→ **THE TASK**
Provide a verbatim copy of all the records below, leaving the images out.

Natural-language object grounding data
Content starts

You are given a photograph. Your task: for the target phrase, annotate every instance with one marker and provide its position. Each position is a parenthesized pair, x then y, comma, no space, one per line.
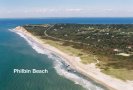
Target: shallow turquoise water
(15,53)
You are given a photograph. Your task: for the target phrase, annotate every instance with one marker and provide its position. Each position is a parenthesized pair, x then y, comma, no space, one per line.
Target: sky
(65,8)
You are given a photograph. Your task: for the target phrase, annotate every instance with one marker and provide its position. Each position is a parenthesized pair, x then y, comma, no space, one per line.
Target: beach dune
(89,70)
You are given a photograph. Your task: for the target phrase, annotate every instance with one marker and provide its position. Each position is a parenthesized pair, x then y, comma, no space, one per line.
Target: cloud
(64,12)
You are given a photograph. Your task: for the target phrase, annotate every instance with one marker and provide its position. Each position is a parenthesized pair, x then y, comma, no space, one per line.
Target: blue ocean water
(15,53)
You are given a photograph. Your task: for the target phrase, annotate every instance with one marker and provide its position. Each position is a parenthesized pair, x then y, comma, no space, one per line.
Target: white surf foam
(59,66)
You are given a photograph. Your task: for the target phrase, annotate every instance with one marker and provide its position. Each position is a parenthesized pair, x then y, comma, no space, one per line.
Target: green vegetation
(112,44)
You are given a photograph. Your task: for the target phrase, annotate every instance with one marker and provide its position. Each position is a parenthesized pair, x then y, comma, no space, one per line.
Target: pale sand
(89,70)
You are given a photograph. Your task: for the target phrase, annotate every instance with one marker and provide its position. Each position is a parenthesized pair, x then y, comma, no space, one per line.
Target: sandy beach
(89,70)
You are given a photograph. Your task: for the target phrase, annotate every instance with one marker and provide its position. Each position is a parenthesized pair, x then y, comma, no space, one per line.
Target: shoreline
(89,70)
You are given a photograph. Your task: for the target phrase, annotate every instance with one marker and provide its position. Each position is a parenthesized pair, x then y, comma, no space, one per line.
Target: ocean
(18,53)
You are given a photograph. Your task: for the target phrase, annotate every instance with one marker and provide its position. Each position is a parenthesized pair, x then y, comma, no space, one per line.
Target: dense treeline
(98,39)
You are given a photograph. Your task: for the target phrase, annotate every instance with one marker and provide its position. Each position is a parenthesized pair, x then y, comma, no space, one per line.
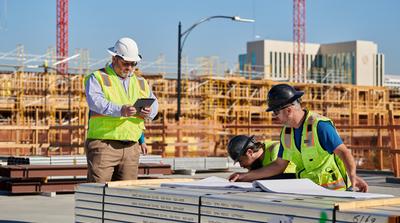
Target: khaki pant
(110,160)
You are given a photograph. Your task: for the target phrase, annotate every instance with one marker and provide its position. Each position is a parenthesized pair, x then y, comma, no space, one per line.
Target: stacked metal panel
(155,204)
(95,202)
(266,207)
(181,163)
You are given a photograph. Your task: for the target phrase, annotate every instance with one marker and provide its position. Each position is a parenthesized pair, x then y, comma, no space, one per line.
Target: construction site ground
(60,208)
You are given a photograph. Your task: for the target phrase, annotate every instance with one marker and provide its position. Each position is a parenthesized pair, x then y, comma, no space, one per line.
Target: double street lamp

Content ends

→ **THE COMPLETED TASK**
You are given a photograph. Your task: for the target phrase, annotate every instance with one marker and provide its position. Each position is a parenthesized pair, x then y, comma, no space, one per line.
Target: shallow turquoise water
(15,53)
You are given a photograph. Your task: for the target phrase, annotate every instance with one marker and provide its position. Each position is a parenthesized pair, x then y, comma, no space, one per line.
Target: sky
(65,8)
You are given a photograph. Your task: for the target phrase, annotate every instance with one marker and provide its position. Each position is a parenthesized pair, x then y, comma, no space, one per line.
Target: beach dune
(89,70)
You are given a photograph. Your task: for the target phrase, annotate every instance with one marker and provide its position. Each position is a parenthesized pair, x then y, comma, no space, one per line.
Target: cloud
(64,12)
You are given a photograph. Your task: for the target phrase, annotate every instance with one marker and provide its position. Each position is a parenthesized pair, x then y, comma, no space, one per line.
Target: blue ocean water
(15,53)
You are given a photograph. Your task: for the target phrase, annotate every instance with one marker and provide its position. Each position is a parenthesized pair, x then y, comma, no space, one per line.
Target: white surf foam
(59,66)
You are given a photograph. Your task: for the target phrase, annotate every instance with one marker and provide its position. Each position is a parenthesized pair, x then y, comma, no space, one per line.
Target: green vegetation
(112,44)
You are given a photograph. Your task: for the target phrase, annotate every instance with one marker and provide its position. Each position is a parenthesized pair, x then y, comma, no space, one per line.
Target: pale sand
(89,70)
You are given a photograph. Your task: for the target phrase, annotate every instance with one marker and provide its position. Each position is a parenthesized pair, x then y, comma, no space, one per line.
Target: sandy beach
(89,70)
You are given a photograph. Your task: for the target phrase, annotate every instance with one marker and provide its position. Each position is a parenthesized pair, x then y, comma, no space, one per line.
Target: shoreline
(89,70)
You are given a photograph. Your task: for the target phrase, annotate every instance with one marker and provide its position. Each position is a parenthesized pair, x then y, comma, no space, one per line.
Target: ocean
(18,53)
You are given a photograph. Your task: for the target phrase, annotate every instance with one marker and provide its position. Each position is a parenthesized pair, x then y, comma, no space, one per line.
Target: dense treeline
(98,39)
You are given a photograph. Your task: for the target phrase, annotate every instance with one marker and provide its position. Each position is a parenthesized pair, x then y, comma, no space, one per line.
Target: khaki pant
(110,160)
You are given a photograph. Your task: for the target phrase, annotate every instance with one marker and provide its position. Each position is a parenthesized pair, x then y, comma, no space, one per line.
Target: stacked metal panel
(155,204)
(95,202)
(266,207)
(181,163)
You are given a photograph. Your task: for the target phrase, annotate every instance with one marker and provide its position. Each position is a parenthesized pair, x then y, comma, no space, one per line.
Target: construction site ground
(60,208)
You are given a photograph. Your task: for the target phrase, annotate every instance with one marker and provide its position. Each position is a parenthesized pair, x then y, comma, no space, one per line.
Target: double street lamp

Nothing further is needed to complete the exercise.